Sabbath 22
My co-readers had their busy week(s) leading up to Easter. Mine was last week, and the refractory period has rendered me late posting on this chapter. Cristopher's post is up; Tripp's went up today. I put off reading Cristopher's post until after I'd read the chapter, which I did while I made dinner this evening. It often falls to me to summarize the chapter because I am often the first of the three of us to get a post up. Here, since I'm late, I'll just refer you to what Cristopher says about the chapter -- he captures what I think are all the important parts. The rest of my post will be written partly in response to the chapter and partly in response to Cristopher's post, so if you haven't followed the link above, you might want to do so now.
On the chapter -- some of my thoughts concur with Cristopher's. While I agree in theory that many decisions are better made with some rest behind them and some pause that creates space for alternatives and new ideas to grow, I also note that practically speaking, that method offers far too much opportunity for passivity, or for stealth maintenance of the status quo. The example that leaps to my mind is the sexism and homophobia of the Roman Catholic Church. Periodically when I get up on this soapbox (which I'm going to abandon in a minute, I promise) some well-meaning individual suggests that I just need to be patient, that the RCC will reform itself in time.
Well, kids, if 2,000 years isn't enough time for the extraction of the institutional head from the institutional orifice... I'm not waiting any longer. This is Exhibit #1 of "time for weighty thought" standing as an excuse for "privilege maintaining its place." This isn't waiting for wisdom. I'll none of it.

Stored data entries

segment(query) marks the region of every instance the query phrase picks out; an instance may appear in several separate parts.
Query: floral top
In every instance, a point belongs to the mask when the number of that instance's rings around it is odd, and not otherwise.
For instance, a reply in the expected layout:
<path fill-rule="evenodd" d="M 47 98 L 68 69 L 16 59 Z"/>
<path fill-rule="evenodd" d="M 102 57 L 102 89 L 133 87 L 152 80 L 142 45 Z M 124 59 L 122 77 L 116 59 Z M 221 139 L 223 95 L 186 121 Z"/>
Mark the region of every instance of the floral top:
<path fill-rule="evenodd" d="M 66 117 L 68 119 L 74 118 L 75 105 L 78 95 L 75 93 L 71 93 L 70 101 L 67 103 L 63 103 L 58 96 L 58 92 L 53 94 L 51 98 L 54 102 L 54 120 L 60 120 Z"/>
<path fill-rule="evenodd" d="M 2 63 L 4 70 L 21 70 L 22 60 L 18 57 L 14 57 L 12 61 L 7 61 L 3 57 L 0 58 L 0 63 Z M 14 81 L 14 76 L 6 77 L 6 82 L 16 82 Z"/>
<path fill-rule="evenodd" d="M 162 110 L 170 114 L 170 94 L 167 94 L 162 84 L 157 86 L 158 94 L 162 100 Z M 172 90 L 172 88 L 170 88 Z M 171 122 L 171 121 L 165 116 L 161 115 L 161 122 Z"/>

TASKS TO CARRY OUT:
1 – Answer these questions about the Sabbath 22 post:
(a) Whose post went up today?
(b) What was the writer doing while reading the chapter?
(c) Which institution does the writer give as an example of sexism and homophobia?
2 – Write what comes next in the Sabbath 22 post, starting after its final sentence.

RESULTS FOR THE EXERCISE:
1 –
(a) Tripp's post.
(b) Making dinner.
(c) The Roman Catholic Church.

2 –
However, there are certainly instances in the individual life in which pause and rest contribute to wise decision-making. For one example, I've staved off more than one episode of potential retail therapy by postponing the decision to buy for a couple of days.
If you've been reading the co-readers' posts on these chapters, I hope you have found that you share my pleasure at the different paths our thoughts can take traveling through and departing from the same base material. Cristopher's progression to intercessionary prayer gives a great example.
Agnostically speaking, I don't have much ground to stand on re: intercessionary prayer. If you're not sure there's anybody there, then praying to the potentially-not-there person for direct action would be a pretty big waste of time.
Muller's chapter highlighted this for me with this excerpt from his prescribed exercise at the end of the chapter: "During Sabbath, we rely on forces larger than ourselves at work on healing the world." I read this and my brain said, "I'm not sure there are forces larger than ourselves."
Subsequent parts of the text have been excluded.